Start of Provided text
Friday, December 21, 2018

Dec 21: Brian Blanchfield on the Day as a Literary Unit

Differences from Yesterday, a Day like Today


[a talk given at NonfictioNow 2018]

When “Writing the Day” was sent to me as a prompt, the proposed date, the summer solstice, put me in mind of the most influential day, as such, in contemporary poetry, Bernadette Mayer’s Midwinter Day. A novella-length, six-part maximalist poem (an epic, say some) whose intention was to get down everything that happened in the poet’s life and mind on a single day in 1978, December 22. The eventual feat was greater for having chosen for the experiment the shortest day of the year. Mayer’s quotidian is subversive even within the particular avant-garde tradition of the New York School poets—Frank O’Hara’s lunch poems never included diapers or pills or cleaning products; his social, cruisy public square wasn’t like hers in Lenox, Mass, where she might be asked outside the post office if she’d mind some pointers about her last dinner party. The work belongs to poetry as much as to conceptual art, and indeed a similar book of Mayer’s, Memory, was a central exhibit in WACK, the 2007 feminist conceptual art retrospective in Los Angeles, alongside other auto-documentary and bio-metric art that used the day as a unit: notably Mary Kelly’s framed records of the input (mashed peas, bananas, and in what quantities) and actual smears of “output” from her baby boy, day by day, tracking also his vocalizations and the attributes of her emotions about their mutual need. The day in such work is a convenient reset, comparable to days before and after, syntagmatic, ongoing, contingent.

When I place my faith, or reset my faith, in a daily writing practice these days, I navigate by the star of James Schuyler, the poet and art writer and diarist and reader of diaries (Gilbert White’s and Virginia Woolf’s, continually). He’s known, like Mayer, for his small-scoped epics (“A Few Days,” “The Morning of the Poem”), but also for his skinny, hyperattentive lyrics that consider the single day, the whole day, as an entity. Among them are the poems “December 28, 1974” and “February 13, 1975” and “I think” (which begins “I will write you a letter, June day. Dear June 5th”) and “Song” which enacts the close of a day: “A weeping beech is gray, / a copper beech is copper red. / Tennis nets hang / unused in unused stillness.  / A car starts up and / whispers into what will soon be night. / A tennis ball is served. / A horsefly vanishes. / A smoking cigarette. / A day (so many and so few) / dies down a hardened sky / and leaves are lap-held notebook leaves / discriminated barely / in light no longer layered.” James Schuyler: expert noticer, and aficionado of the indefinite pronoun. Each element introduced carries with it a suggestion that it is just one of its kind, a specimen, but its chance appearance is celebrated, another daub of paint in the composition.
End of Provided text
• **Exercise instructions**:
a - Summarize the talk on the day as a literary unit in two sentences.
b - Extend the talk on the day as a literary unit from the point at which it stops.
The listing was drawn from a separate source.
Start of Provided data
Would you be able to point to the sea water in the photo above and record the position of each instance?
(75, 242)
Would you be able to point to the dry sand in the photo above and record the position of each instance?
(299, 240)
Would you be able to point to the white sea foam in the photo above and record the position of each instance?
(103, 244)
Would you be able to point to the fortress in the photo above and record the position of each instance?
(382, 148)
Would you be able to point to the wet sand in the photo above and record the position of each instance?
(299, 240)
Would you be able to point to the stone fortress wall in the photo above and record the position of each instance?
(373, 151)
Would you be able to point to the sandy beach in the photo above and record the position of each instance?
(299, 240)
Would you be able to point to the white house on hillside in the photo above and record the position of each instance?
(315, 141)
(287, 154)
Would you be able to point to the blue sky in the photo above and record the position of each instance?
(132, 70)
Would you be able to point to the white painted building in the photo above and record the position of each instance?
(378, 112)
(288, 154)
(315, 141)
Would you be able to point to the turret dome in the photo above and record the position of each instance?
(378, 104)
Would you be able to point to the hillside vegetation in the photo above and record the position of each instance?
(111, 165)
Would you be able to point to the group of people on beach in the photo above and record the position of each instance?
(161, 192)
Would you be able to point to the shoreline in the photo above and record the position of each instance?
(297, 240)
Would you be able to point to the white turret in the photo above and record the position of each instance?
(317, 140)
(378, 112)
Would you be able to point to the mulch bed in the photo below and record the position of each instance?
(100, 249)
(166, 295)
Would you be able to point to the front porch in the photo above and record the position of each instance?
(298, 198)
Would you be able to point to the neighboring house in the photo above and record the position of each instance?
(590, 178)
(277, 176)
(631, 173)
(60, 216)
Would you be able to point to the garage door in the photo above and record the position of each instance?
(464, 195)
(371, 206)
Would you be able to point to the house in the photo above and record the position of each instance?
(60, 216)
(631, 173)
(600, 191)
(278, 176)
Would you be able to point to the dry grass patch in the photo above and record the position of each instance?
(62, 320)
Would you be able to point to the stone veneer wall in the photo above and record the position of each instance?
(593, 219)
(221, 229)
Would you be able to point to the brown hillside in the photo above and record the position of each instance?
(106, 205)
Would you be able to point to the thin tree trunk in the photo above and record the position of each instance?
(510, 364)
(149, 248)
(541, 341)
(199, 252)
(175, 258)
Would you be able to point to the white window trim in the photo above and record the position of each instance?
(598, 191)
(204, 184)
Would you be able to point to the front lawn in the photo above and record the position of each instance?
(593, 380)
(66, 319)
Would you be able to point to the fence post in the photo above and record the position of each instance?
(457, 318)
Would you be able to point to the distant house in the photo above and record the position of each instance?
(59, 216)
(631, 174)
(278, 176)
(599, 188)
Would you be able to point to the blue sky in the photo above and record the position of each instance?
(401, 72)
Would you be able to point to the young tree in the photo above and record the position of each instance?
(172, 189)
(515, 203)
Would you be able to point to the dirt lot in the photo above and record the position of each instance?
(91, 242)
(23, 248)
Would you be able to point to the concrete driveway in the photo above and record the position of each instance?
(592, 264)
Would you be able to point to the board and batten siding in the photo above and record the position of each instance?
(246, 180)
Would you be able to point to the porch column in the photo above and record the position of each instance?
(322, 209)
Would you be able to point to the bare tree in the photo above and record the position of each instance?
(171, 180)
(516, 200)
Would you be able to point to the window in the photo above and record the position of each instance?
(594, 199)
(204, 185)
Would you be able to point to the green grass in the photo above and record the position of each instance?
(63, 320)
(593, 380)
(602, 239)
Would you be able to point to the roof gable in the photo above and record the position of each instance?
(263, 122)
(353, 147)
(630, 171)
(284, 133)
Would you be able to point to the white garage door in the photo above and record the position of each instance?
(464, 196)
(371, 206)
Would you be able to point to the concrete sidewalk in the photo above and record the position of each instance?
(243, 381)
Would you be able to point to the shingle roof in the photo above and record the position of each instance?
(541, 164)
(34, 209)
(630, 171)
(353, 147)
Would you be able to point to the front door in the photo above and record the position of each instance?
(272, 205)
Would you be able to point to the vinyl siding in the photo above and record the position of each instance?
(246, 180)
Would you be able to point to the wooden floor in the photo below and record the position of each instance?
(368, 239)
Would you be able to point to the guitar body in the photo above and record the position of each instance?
End of Provided data
• **Task-by-task outputs**:
a - Prompted by "Writing the Day," the talk turns to Bernadette Mayer's Midwinter Day, a six-part poem meant to record everything in the poet's life and mind on December 22, 1978, and places it beside feminist conceptual art such as Mary Kelly's daily records, where the day works as a convenient, comparable reset. It then names James Schuyler as the guide for a daily writing practice, a poet whose small-scoped epics and hyperattentive lyrics treat the single day as an entity and whose indefinite pronouns present each noticed element as one specimen of its kind.

b -
Schuyler’s best friend, the painter Fairfield Porter, said that an artist is someone who “distinguishes endlessly.” I like this definition, by which Schuyler certainly qualifies. His “selecting eye,” as Eileen Myles has called it, typically sifts among equivalences in the field. Douglas Crase, in a wonderful essay on Schuyler called “A Voice Like the Day” quotes Porter again to say that there are many artists in history who have had an “afternoon sensibility,” that is a sensibility of reflection, but few that have a “morning sensibility” like Schuyler’s, a sensibility of observation. Just to say what is. Or, more to the point, to note, as Schuyler puts it in the opening line of a poem, like a banner naming his intention to discern: “differences from yesterday.”

“Differences from yesterday.” I’ve titled my current morning notebook that. Or, rather, each time I type in a few more days from my notebook into my computer, I do so in a growing document called “Differences from Yesterday.” I live in Moscow, Idaho, and there’s a place outside I can sit in the warm month mornings. I scan my little downslope part of “Orchard Addition,” which is the official name for our neighborhood, as the country assessor parcels it. I’ve lived here about fifteen months. So I know from experience what follows what. The crocuses, the cherry tree, the poppies, the bee balm, the lavender, the lunaria annua. We pull a new dry stalk of lunaria for our giant plastic wall peacock to wear as a topknot crest: that’s when it’s winter.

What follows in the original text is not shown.